──────── DATA TO USE
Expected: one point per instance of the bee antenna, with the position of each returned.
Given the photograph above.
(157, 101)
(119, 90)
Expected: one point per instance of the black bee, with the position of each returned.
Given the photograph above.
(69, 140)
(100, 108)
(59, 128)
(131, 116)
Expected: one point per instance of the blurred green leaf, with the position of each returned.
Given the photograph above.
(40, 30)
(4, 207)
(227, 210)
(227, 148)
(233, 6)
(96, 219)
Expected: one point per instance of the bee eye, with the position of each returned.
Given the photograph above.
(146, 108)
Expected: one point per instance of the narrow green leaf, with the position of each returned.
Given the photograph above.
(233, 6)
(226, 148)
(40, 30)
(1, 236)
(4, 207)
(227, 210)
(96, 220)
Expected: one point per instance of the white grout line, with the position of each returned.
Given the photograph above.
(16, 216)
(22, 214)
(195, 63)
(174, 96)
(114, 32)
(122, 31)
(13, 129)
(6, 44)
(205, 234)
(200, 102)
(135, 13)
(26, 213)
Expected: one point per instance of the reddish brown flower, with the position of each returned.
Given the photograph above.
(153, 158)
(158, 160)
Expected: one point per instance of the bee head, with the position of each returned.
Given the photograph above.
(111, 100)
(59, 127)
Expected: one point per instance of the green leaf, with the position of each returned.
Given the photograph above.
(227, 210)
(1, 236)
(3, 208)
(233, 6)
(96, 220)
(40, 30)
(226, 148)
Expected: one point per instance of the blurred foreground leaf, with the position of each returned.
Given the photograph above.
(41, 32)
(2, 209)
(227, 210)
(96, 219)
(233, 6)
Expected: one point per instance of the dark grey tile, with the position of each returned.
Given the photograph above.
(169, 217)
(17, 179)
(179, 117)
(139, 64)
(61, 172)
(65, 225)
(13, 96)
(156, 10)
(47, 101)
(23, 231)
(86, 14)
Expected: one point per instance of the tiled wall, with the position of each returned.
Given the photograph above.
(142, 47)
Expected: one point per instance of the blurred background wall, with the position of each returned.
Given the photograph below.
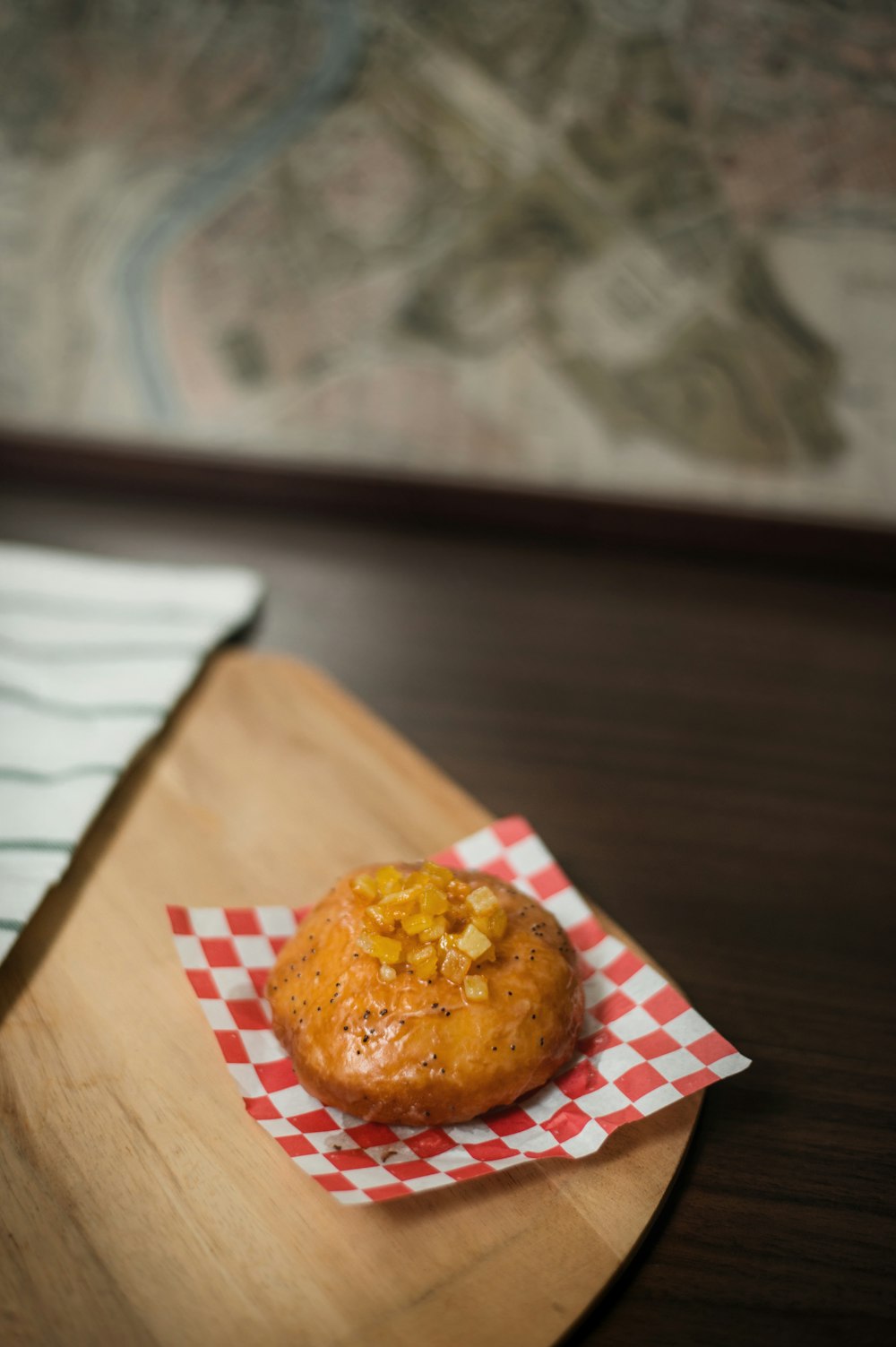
(636, 246)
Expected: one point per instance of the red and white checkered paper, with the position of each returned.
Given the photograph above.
(642, 1047)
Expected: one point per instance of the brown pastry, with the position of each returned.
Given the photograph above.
(425, 996)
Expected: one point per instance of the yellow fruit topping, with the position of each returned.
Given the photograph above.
(430, 921)
(473, 942)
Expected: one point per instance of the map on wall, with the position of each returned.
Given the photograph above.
(643, 246)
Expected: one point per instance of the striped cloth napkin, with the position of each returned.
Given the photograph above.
(93, 656)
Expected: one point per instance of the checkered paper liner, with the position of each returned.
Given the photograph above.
(642, 1044)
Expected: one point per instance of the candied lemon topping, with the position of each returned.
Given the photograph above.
(430, 921)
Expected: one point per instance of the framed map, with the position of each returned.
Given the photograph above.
(641, 246)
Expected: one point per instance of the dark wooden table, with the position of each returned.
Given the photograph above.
(711, 747)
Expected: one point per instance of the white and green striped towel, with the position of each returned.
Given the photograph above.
(93, 656)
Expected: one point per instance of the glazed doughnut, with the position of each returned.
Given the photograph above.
(425, 996)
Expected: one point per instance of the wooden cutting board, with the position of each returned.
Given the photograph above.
(141, 1203)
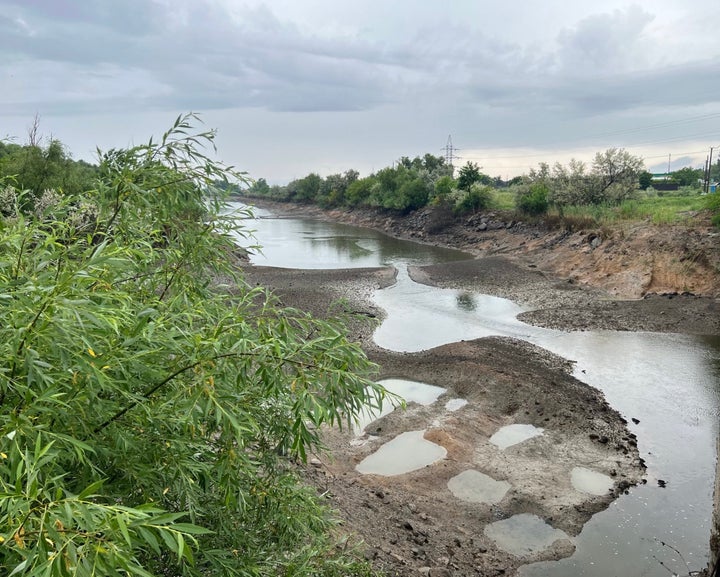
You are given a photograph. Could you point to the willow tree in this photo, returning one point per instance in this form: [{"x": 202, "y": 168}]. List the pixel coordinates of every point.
[{"x": 151, "y": 403}]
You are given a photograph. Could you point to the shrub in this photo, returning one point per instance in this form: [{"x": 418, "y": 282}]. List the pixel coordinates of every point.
[
  {"x": 149, "y": 399},
  {"x": 712, "y": 203},
  {"x": 477, "y": 198},
  {"x": 533, "y": 200}
]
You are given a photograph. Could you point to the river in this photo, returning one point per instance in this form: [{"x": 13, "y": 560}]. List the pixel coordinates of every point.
[{"x": 668, "y": 383}]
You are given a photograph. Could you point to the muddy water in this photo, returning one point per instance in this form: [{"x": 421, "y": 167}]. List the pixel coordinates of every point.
[{"x": 669, "y": 383}]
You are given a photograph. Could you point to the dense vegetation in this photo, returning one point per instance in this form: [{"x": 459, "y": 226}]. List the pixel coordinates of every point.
[
  {"x": 614, "y": 186},
  {"x": 151, "y": 403}
]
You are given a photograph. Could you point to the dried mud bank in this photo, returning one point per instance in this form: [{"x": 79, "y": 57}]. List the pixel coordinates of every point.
[
  {"x": 412, "y": 524},
  {"x": 637, "y": 277}
]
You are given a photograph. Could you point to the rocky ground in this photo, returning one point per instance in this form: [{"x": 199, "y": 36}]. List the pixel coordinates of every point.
[{"x": 412, "y": 524}]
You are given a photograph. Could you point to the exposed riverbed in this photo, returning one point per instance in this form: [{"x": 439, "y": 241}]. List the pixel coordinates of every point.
[{"x": 506, "y": 383}]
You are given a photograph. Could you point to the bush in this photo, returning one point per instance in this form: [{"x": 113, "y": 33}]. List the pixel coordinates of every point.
[
  {"x": 533, "y": 200},
  {"x": 149, "y": 399},
  {"x": 477, "y": 198},
  {"x": 712, "y": 203}
]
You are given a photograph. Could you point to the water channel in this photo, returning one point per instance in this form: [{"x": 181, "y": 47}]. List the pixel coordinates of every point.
[{"x": 669, "y": 383}]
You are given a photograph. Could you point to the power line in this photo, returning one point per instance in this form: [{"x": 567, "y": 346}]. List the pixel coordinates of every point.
[{"x": 450, "y": 152}]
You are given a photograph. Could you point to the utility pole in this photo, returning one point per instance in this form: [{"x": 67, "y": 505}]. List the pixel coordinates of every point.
[
  {"x": 707, "y": 180},
  {"x": 450, "y": 152}
]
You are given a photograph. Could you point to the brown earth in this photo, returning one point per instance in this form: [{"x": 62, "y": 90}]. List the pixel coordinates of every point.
[{"x": 412, "y": 524}]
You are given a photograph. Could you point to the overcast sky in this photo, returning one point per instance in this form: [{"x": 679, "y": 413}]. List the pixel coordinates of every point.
[{"x": 300, "y": 86}]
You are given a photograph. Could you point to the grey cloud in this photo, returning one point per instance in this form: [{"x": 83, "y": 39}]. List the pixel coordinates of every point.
[{"x": 604, "y": 42}]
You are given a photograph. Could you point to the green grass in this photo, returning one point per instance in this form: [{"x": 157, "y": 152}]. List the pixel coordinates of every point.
[
  {"x": 657, "y": 209},
  {"x": 503, "y": 199}
]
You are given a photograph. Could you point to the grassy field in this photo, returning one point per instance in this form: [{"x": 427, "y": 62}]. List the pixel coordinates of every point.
[{"x": 675, "y": 208}]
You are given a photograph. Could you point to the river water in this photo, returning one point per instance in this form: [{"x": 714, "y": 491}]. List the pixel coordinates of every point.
[{"x": 669, "y": 383}]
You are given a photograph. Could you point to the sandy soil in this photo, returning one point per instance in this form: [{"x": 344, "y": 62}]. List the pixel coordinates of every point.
[{"x": 412, "y": 524}]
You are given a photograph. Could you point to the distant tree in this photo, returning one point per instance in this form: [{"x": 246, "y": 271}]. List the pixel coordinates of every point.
────────────────
§ **EXERCISE PROMPT**: Pull out all lines containing the word "wooden" from the entries above.

§ **TASK RESPONSE**:
Expected: one point per instance of the dark wooden table, with the position of each returned.
Expected: one point per instance of the wooden cutting board, with the position of each returned.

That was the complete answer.